* [TASK BRIEF]: Copy the entries exactly. Leave nothing out and add nothing.

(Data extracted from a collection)
◆ ◆ ◆
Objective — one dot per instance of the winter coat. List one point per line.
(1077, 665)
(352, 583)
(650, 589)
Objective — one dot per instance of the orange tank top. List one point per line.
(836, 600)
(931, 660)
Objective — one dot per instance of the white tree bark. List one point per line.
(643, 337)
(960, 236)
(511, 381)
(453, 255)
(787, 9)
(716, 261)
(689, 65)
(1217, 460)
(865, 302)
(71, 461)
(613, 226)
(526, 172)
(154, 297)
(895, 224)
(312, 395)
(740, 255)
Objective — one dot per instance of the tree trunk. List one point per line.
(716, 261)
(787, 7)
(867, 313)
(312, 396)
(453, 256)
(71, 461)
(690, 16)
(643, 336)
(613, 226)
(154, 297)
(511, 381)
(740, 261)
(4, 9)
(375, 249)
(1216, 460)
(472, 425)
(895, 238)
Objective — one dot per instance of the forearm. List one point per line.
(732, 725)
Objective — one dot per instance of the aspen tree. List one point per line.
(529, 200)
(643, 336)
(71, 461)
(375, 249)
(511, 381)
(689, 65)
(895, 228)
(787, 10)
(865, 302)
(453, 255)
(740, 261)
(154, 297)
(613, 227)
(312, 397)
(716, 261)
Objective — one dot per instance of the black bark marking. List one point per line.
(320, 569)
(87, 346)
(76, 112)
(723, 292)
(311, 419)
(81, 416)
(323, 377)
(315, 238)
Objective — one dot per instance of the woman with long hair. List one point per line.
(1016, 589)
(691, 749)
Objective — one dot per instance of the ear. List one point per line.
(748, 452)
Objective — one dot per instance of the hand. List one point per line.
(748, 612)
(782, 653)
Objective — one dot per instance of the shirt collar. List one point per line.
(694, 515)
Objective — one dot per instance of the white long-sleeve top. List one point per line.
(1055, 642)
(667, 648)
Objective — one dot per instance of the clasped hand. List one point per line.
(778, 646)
◆ ◆ ◆
* [WORKED SOLUTION]:
Objective — one dot per instance of the winter coat. List one point per line.
(1077, 665)
(352, 583)
(650, 589)
Objective — one dot per instance of the orange tank top. List one point per line.
(836, 600)
(931, 660)
Objective — one dot per instance of the white tree bark. List one point per line.
(643, 337)
(960, 236)
(511, 381)
(453, 255)
(787, 9)
(716, 261)
(689, 65)
(1217, 460)
(865, 302)
(71, 461)
(613, 226)
(526, 172)
(154, 297)
(895, 224)
(312, 395)
(740, 255)
Objective — one dot per instance of the tree trunk. List one point per line.
(716, 261)
(787, 7)
(867, 313)
(312, 396)
(453, 256)
(71, 461)
(690, 16)
(643, 336)
(613, 226)
(154, 297)
(511, 381)
(740, 261)
(4, 9)
(375, 249)
(1216, 460)
(472, 425)
(895, 238)
Objective — one dot per instance of the forearm. List one point per line.
(732, 725)
Objective — one dot per instance of the aspen tree. List one point per line.
(529, 200)
(643, 336)
(71, 461)
(375, 249)
(511, 381)
(689, 65)
(895, 228)
(787, 10)
(865, 302)
(453, 255)
(740, 261)
(154, 297)
(613, 227)
(312, 397)
(716, 261)
Objective — one dot per instance of the black bark marking. List one point per line.
(320, 569)
(87, 346)
(76, 112)
(723, 292)
(311, 419)
(81, 416)
(323, 377)
(315, 238)
Objective — one dot per instance of the woman with long hair. List one point per line.
(1016, 589)
(691, 749)
Objective — one dot per instance of the ear. List one point per line.
(748, 452)
Objective — one dot per instance of the hand. List one point per line.
(748, 612)
(782, 653)
Objective — one dot per instance of the shirt collar. List one point per line.
(694, 515)
Objective — one dot per instance of the white long-sleeve top. List one point per line.
(1055, 642)
(667, 648)
Objective — one dot per instance of the clasped hand. List one point per line.
(778, 646)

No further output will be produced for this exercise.